Opinião

Lei do Mar: o compromisso com o oceano e o clima é agora

A implementação da Lei do Mar representa uma oportunidade decisiva para que o Brasil assuma um papel de liderança global na proteção do oceano e, por consequência, da nossa vida

Ipanema (RJ): legislação atual aplicável ao sistema costeiro-marinho brasileiro é fragmentada e setorial -  (crédito: Tania Rego/Agencia Brasil)
Ipanema (RJ): legislação atual aplicável ao sistema costeiro-marinho brasileiro é fragmentada e setorial - (crédito: Tania Rego/Agencia Brasil)

Ronaldo Christofoletti — Professor do Instituto do Mar da Universidade Federal de São Paulo (Unifesp) e membro da Rede de Especialistas em Conservação da Natureza (RECN)

As novas ondas de calor neste verão, com temperaturas chegando a 44ºC no Rio de Janeiro e batendo recordes com 37ºC em São Paulo — ambas com sensações térmicas ainda maiores —, entre outras cidades do Brasil, reforçam que os efeitos do aquecimento global há muito deixaram de ser uma preocupação para o futuro. Temos sinais cada vez mais claros de que é necessário agir agora. Ainda assim, o oceano, principal regulador do clima global, segue sem o devido protagonismo nas políticas ambientais. Prova disso é que, há mais de uma década, o projeto que cria a Lei do Mar (PL 6.969/2013), que visa promover o uso sustentável de recursos e ecossistemas marinhos, assim como garantir a conservação da biodiversidade e compensar impactos negativos da atividade humana no bioma, está em tramitação no Congresso Nacional.

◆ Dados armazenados

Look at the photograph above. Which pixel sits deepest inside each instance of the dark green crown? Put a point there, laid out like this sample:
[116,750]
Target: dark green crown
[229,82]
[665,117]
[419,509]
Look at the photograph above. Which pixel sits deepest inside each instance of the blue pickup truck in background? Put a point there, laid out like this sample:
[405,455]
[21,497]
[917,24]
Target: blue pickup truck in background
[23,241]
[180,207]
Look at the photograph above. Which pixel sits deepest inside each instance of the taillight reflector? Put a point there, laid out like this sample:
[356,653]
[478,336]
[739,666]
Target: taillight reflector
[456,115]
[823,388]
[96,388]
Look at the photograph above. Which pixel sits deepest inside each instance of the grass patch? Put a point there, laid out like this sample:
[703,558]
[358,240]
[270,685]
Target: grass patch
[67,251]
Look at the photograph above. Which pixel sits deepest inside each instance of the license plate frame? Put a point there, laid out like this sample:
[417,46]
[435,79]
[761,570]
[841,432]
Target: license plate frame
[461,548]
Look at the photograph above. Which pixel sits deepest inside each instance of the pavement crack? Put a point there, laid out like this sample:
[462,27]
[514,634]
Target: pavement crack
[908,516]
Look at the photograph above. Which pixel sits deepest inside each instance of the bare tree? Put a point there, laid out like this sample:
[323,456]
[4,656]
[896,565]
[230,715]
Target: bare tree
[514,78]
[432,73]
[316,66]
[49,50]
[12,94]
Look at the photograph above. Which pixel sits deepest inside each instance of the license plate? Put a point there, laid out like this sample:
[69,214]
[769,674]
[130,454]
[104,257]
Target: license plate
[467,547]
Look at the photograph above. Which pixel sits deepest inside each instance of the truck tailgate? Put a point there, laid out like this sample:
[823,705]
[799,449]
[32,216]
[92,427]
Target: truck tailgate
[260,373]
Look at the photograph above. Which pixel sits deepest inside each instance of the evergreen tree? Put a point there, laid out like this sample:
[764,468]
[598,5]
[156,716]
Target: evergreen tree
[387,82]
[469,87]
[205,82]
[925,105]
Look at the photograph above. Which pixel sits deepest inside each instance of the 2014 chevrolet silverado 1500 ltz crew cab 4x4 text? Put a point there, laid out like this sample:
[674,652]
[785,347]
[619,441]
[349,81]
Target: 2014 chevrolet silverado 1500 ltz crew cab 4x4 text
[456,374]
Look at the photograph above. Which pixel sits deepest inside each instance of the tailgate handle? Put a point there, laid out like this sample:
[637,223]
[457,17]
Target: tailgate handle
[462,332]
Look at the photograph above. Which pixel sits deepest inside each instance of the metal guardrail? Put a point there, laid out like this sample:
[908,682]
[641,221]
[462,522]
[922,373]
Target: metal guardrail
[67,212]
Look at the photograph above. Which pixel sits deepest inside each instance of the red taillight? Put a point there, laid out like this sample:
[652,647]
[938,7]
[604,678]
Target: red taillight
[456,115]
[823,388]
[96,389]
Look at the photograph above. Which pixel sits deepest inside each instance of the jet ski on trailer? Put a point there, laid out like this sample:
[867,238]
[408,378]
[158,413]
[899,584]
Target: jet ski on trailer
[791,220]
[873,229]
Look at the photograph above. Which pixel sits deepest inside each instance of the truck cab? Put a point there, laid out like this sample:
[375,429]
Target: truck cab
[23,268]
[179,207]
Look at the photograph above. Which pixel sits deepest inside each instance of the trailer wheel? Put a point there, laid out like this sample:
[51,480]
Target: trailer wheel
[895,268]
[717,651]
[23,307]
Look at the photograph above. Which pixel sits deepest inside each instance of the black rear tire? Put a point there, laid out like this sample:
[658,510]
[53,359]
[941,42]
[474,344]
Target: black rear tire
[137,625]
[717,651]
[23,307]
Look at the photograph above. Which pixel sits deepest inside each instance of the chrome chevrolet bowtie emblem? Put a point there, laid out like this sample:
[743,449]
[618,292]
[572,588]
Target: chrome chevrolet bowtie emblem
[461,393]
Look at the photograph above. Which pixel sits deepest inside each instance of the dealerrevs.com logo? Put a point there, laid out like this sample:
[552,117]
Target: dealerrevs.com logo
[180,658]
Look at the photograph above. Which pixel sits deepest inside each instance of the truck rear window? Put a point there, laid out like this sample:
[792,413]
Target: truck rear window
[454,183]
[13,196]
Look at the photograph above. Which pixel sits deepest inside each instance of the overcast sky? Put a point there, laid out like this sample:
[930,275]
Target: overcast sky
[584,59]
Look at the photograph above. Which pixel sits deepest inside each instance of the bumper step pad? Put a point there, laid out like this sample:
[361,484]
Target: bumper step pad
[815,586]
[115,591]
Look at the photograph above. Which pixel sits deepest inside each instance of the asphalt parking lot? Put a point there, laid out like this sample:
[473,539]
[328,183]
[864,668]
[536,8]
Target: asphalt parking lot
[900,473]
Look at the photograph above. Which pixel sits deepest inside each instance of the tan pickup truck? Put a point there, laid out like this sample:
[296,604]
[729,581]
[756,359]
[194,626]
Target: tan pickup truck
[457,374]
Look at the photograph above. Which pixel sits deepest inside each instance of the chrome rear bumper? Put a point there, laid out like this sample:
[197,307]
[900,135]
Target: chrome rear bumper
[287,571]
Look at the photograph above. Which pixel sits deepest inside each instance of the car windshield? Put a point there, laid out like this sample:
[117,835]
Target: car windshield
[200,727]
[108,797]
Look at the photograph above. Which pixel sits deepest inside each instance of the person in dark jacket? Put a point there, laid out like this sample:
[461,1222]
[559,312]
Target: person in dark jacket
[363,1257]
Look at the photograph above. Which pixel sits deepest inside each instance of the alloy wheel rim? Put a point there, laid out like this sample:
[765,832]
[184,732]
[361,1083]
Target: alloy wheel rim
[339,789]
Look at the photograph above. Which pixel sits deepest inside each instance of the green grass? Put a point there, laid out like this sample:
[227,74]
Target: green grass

◆ O que fazer
1: Responda com base no artigo sobre a Lei do Mar:
(a) Que temperatura recorde foi registrada em São Paulo?
(b) De que rede o autor é membro?
(c) Como a legenda da foto descreve a legislação atual aplicável ao sistema costeiro-marinho brasileiro?
2: Que tal reescrever o trecho do artigo sobre a Lei do Mar entre "Ronaldo Christofoletti —" e "da Natureza (RECN)", inclusive, trocando "Professor" por "Pesquisador"?
3: Como ficaria, de forma mais breve, o parágrafo do artigo sobre a Lei do Mar que começa com "As novas ondas de calor", mantendo seus fatos principais?

◆ Respostas do exercício
1:
(a) 37ºC.
(b) Da Rede de Especialistas em Conservação da Natureza (RECN).
(c) Como fragmentada e setorial.

2:
Ronaldo Christofoletti — Pesquisador do Instituto do Mar da Universidade Federal de São Paulo (Unifesp) e membro da Rede de Especialistas em Conservação da Natureza (RECN)

3: As ondas de calor deste verão, com 44ºC no Rio de Janeiro e o recorde de 37ºC em São Paulo, mostram que os efeitos do aquecimento global já são atuais e exigem ação imediata. Mesmo assim, o oceano, principal regulador do clima global, segue sem protagonismo nas políticas ambientais. Prova disso é que o projeto da Lei do Mar (PL 6.969/2013) tramita no Congresso Nacional há mais de uma década. O projeto visa promover o uso sustentável dos recursos e ecossistemas marinhos, conservar a biodiversidade e compensar impactos negativos da atividade humana no bioma.